## Activity
Write out the entries exactly. None of the pictures should appear in the copy.

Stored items
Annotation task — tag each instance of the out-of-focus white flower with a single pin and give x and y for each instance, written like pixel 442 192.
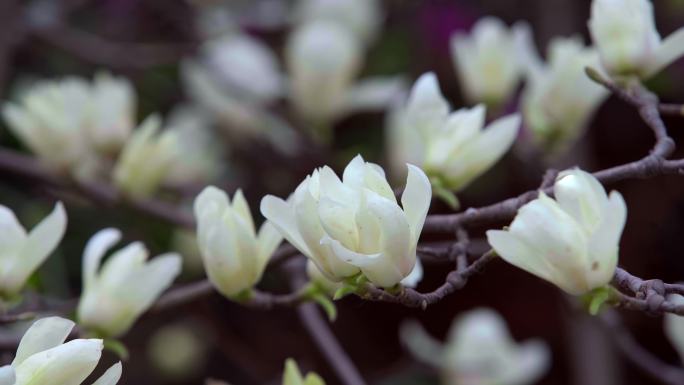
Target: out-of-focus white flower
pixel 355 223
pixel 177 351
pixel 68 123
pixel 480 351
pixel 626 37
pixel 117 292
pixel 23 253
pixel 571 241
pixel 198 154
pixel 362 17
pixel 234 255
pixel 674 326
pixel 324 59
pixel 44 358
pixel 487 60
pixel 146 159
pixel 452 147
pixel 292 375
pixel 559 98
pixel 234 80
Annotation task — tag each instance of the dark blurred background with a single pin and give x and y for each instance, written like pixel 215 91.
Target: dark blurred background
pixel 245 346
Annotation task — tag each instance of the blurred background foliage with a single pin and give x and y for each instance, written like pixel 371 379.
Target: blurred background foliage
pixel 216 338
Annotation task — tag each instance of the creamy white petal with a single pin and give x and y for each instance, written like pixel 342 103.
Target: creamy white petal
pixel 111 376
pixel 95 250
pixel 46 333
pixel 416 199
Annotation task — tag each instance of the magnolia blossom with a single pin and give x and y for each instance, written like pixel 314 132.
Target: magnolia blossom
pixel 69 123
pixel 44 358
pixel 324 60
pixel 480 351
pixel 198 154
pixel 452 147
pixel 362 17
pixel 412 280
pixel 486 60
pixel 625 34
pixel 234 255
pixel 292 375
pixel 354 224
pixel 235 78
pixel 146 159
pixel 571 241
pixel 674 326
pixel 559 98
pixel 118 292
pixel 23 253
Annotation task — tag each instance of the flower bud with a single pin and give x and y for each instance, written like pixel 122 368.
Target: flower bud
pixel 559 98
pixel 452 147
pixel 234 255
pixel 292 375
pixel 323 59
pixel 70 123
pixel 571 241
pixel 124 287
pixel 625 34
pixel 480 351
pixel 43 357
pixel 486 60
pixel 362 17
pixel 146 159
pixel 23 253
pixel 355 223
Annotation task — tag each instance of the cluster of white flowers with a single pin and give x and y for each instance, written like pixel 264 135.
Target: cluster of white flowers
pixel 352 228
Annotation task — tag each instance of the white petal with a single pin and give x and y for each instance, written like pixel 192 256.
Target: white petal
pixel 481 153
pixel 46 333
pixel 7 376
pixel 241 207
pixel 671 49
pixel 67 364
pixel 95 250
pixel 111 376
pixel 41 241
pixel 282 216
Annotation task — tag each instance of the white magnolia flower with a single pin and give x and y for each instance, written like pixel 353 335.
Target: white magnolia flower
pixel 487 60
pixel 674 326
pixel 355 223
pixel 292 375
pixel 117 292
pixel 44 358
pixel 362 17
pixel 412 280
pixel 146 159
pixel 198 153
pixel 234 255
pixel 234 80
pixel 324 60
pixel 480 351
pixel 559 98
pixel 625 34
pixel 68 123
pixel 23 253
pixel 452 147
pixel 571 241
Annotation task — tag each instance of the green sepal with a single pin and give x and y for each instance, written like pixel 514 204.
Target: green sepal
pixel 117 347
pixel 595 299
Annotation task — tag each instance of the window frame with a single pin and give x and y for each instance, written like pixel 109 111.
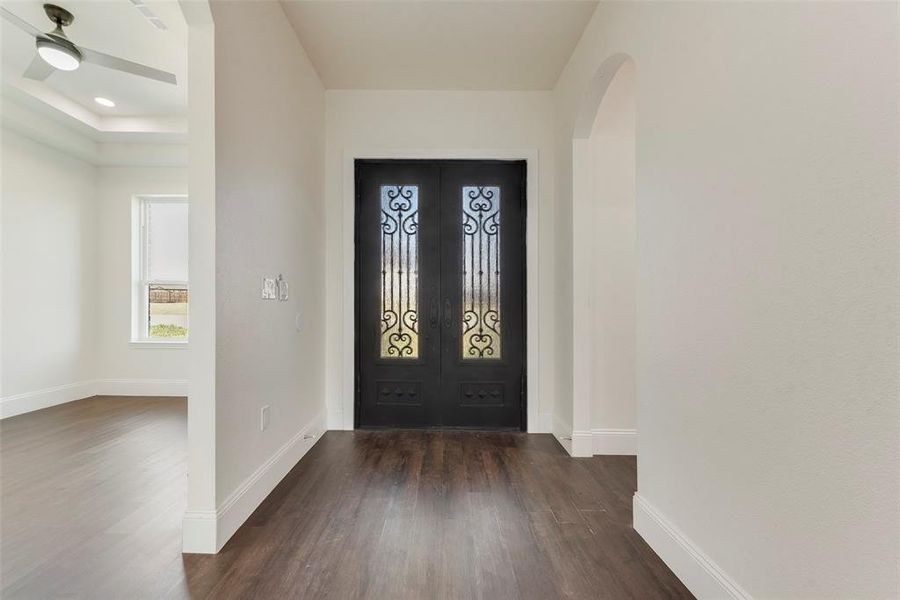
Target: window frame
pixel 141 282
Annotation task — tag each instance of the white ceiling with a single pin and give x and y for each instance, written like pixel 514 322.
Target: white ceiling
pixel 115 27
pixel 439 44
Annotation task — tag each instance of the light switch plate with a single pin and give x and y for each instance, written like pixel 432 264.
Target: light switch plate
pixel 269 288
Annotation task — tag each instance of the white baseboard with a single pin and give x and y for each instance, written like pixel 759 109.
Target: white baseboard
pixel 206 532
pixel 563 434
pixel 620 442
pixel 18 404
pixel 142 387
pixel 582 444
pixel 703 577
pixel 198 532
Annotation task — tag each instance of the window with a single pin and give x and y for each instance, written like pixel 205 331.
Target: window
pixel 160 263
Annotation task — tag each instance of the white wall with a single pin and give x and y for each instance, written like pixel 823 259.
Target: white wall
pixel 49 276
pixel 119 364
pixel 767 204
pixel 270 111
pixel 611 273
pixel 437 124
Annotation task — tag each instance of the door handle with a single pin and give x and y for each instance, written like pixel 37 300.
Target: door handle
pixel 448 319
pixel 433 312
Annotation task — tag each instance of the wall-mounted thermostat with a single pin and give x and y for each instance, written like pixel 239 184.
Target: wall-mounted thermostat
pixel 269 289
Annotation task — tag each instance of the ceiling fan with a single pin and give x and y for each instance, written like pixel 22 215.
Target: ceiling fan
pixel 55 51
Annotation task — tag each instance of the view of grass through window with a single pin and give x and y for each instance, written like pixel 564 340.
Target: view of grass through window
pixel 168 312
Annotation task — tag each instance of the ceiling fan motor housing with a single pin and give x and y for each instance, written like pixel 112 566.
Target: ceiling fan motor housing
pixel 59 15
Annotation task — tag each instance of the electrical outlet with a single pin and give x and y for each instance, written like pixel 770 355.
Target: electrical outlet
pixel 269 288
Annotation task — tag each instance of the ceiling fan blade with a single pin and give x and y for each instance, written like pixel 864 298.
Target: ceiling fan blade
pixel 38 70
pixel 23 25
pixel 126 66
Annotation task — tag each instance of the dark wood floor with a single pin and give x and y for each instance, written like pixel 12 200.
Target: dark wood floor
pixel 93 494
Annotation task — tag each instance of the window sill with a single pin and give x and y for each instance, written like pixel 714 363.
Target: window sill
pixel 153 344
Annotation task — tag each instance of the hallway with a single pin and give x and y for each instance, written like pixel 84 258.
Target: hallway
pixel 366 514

## Response below
Annotation task — tag each instance of the out-of-focus white flower with a single pin and give x and y for each instance, written like pixel 442 192.
Target: out-of-focus white flower
pixel 355 223
pixel 177 351
pixel 68 123
pixel 480 351
pixel 626 37
pixel 117 292
pixel 23 253
pixel 571 241
pixel 198 154
pixel 362 17
pixel 234 255
pixel 674 326
pixel 324 59
pixel 44 358
pixel 487 60
pixel 146 159
pixel 452 147
pixel 292 375
pixel 559 98
pixel 234 80
Annotation task — tag each instance of the dark blurred background with a single pin and give x and y for each instance, written like pixel 215 91.
Target: dark blurred background
pixel 245 346
Annotation task — tag each instance of the blurred background foliage with a single pin and give x and y for each instance, written like pixel 371 379.
Target: blurred background foliage
pixel 216 338
Annotation task — tag each instance of the creamy white petal with a single pin and give x and y for each instance, written like pixel 342 103.
Target: creamy white petal
pixel 111 376
pixel 95 250
pixel 46 333
pixel 416 199
Annotation task — tag each instance of the magnolia blossom with a single pin and give x and y for each instance, written like pixel 314 132.
Target: magnolia blossom
pixel 69 123
pixel 44 358
pixel 324 60
pixel 480 351
pixel 198 154
pixel 452 147
pixel 362 17
pixel 412 280
pixel 486 60
pixel 625 34
pixel 234 255
pixel 292 375
pixel 354 224
pixel 235 78
pixel 146 159
pixel 571 241
pixel 674 326
pixel 559 98
pixel 118 292
pixel 23 253
Annotation task — tag each instance of the flower bud with a single pin and give x and y for each instance, written like pixel 122 368.
Target: flower bud
pixel 559 98
pixel 452 147
pixel 234 255
pixel 292 375
pixel 323 59
pixel 70 123
pixel 571 241
pixel 124 287
pixel 625 34
pixel 480 351
pixel 43 357
pixel 486 60
pixel 362 17
pixel 146 159
pixel 23 253
pixel 355 223
Annotation task — tag each instance of the cluster of white flowers with a single pin and give x and y for each instance, written like pixel 264 135.
Target: cluster of white flowers
pixel 352 228
Annotation task — tag each instance of the white petal with a single pin and give x and y for each instance, written like pixel 192 256.
Target: white petal
pixel 481 153
pixel 46 333
pixel 7 376
pixel 241 207
pixel 671 49
pixel 67 364
pixel 95 250
pixel 111 376
pixel 41 241
pixel 282 216
Annotation task — tag each instance of the white magnolia flower with a single pin and give x and y for each instance, written like pixel 353 335.
Target: white magnolia flower
pixel 487 60
pixel 674 326
pixel 355 223
pixel 292 375
pixel 117 292
pixel 44 358
pixel 362 17
pixel 412 280
pixel 146 159
pixel 198 153
pixel 234 255
pixel 234 80
pixel 324 60
pixel 480 351
pixel 559 98
pixel 625 34
pixel 68 123
pixel 23 253
pixel 452 147
pixel 571 241
Annotation task — tag each instance of the green sepal with a single pin and give x and y for each instance, written like pixel 514 204.
Target: green sepal
pixel 117 347
pixel 595 299
Annotation task — tag each instance of the window frame with a single pin and give x and y for each instance, written like pixel 109 111.
Target: window frame
pixel 141 282
Annotation task — tag each instance of the white ceiling with a single pin and give x and y for each instance, written like pixel 514 322.
Target: white ceiling
pixel 115 27
pixel 439 44
Annotation task — tag each instance of the light switch plate with a single pin and give x and y for each instance, written like pixel 432 264.
Target: light switch plate
pixel 269 288
Annotation task — tag each instance of the white baseboard with a single pin and give x and y for each instance, written like pixel 759 109.
Target: white baseboard
pixel 206 532
pixel 563 434
pixel 620 442
pixel 18 404
pixel 142 387
pixel 582 444
pixel 703 577
pixel 198 532
Annotation task — tag each instance of the window with a single pin and give x and y for each instance, written like pixel 205 331.
Target: window
pixel 160 263
Annotation task — tag each instance of the white wall with a single pin and give x and y for each instance, written like pixel 823 259.
Target: white wall
pixel 49 276
pixel 119 364
pixel 767 204
pixel 270 111
pixel 611 273
pixel 437 124
Annotation task — tag each instance of the door handle with a single pin and give x and y for each instance, written like pixel 37 300.
Target: door handle
pixel 448 319
pixel 433 312
Annotation task — tag each instance of the wall-mounted thermostat with a single pin and give x and y for each instance, written like pixel 239 184.
Target: wall-mounted thermostat
pixel 269 289
Annotation task — tag each instance of the ceiling fan with a single pin and give x and y for each instance, written like pixel 22 215.
Target: ceiling fan
pixel 55 51
Annotation task — tag each instance of the view of grass through window with a single pin and give x and y for each instance, written like pixel 564 340.
Target: view of grass through window
pixel 168 312
Annotation task — tag each instance of the ceiling fan motor housing with a single pin and give x and y for each instance, written like pixel 112 566.
Target: ceiling fan motor housing
pixel 59 15
Annotation task — tag each instance of the electrical outlet with a single pin and give x and y for each instance, written like pixel 770 355.
Target: electrical outlet
pixel 269 288
Annotation task — tag each instance of the ceiling fan blade with a single pin and give x and y for each instance, written like pixel 864 298.
Target: ceiling fan blade
pixel 38 70
pixel 23 25
pixel 126 66
Annotation task — tag each instance of the dark wood floor with a single pin and give x and y for each instance, written like pixel 12 200.
Target: dark wood floor
pixel 93 494
Annotation task — tag each instance of the window sill with a single pin and give x and y for each instance, written like pixel 714 363.
Target: window sill
pixel 153 344
Annotation task — tag each instance of the hallway with a single pin and give x and y for each instance, written like pixel 84 258.
Target: hallway
pixel 366 514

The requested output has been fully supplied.